+++ SUPPLIED MATERIAL

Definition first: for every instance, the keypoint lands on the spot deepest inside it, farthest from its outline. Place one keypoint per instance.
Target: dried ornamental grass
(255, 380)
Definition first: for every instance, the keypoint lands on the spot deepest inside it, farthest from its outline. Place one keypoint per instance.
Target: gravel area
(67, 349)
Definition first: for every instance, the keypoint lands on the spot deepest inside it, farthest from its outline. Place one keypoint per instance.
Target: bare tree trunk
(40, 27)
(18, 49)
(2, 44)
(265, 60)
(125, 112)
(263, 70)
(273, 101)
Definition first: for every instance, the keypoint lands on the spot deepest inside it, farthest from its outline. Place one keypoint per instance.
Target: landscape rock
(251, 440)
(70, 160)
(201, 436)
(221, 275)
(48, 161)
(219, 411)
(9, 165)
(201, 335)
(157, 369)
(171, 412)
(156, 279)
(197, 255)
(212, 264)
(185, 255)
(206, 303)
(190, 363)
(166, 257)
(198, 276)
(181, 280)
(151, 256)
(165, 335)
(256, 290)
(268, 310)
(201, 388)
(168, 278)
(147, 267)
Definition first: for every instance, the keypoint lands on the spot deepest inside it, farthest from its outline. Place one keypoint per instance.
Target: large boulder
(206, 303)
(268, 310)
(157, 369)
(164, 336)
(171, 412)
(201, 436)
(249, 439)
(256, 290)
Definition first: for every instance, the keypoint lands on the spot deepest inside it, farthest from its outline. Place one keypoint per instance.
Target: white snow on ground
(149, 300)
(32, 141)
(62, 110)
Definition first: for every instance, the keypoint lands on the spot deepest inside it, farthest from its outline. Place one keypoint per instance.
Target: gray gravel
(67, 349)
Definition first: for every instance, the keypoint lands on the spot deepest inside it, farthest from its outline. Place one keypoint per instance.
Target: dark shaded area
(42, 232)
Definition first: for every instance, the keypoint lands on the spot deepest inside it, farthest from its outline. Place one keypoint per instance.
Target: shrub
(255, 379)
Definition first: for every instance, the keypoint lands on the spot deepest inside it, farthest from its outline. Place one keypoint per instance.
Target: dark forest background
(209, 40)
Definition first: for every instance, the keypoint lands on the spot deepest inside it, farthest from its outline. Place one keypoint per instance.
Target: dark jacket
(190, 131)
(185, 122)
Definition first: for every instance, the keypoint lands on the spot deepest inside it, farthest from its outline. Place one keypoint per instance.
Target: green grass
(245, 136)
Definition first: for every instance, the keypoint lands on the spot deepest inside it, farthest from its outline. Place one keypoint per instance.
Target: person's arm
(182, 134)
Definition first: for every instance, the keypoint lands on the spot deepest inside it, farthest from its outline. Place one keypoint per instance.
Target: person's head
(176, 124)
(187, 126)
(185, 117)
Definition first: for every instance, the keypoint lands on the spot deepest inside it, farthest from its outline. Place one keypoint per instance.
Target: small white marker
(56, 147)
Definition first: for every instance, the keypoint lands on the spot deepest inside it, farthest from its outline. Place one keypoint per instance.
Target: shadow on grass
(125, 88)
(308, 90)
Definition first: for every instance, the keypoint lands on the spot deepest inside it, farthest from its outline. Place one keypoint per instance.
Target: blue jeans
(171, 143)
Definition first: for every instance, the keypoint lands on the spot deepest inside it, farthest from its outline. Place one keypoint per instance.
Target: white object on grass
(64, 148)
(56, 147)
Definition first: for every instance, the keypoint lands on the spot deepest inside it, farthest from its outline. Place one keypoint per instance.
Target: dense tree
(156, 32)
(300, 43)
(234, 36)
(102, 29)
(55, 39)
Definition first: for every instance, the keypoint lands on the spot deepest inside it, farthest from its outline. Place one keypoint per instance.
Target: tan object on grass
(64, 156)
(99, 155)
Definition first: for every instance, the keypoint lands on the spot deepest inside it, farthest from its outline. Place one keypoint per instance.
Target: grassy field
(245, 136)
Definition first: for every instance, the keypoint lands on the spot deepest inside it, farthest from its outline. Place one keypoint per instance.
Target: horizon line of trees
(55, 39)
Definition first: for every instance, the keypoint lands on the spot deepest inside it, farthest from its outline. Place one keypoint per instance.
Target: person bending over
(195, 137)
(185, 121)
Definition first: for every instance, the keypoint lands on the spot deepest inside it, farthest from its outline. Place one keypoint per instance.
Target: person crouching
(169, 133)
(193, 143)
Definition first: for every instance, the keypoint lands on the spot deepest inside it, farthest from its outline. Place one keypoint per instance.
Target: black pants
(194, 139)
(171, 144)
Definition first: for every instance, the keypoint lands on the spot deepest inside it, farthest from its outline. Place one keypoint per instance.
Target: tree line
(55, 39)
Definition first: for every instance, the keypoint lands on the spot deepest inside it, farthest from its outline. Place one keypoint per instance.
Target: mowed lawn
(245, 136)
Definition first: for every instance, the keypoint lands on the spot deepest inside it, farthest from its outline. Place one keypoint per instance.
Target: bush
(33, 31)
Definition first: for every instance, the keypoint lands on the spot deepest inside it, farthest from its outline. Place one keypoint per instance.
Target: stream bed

++++++

- [INSTRUCTIONS TO FOLLOW] Nothing but the lines from the line containing "Target: tree line" through the final line of the entries should appear in your answer, copied exactly.

- [SOLUTION]
Target: tree line
(55, 39)
Definition first: for every instance, the keypoint lands on the spot deepest inside it, farthest from its outline. Place one keypoint per instance.
Target: mowed lawn
(245, 136)
Definition first: for every instance, the keypoint lands on the spot deepest inside it, farthest from its outline. Place one keypoint per instance.
Target: bush
(33, 31)
Definition first: for every instance, the keypoint lands on the spot deepest inside it, farthest from its outline. Place one keypoint per instance.
Target: stream bed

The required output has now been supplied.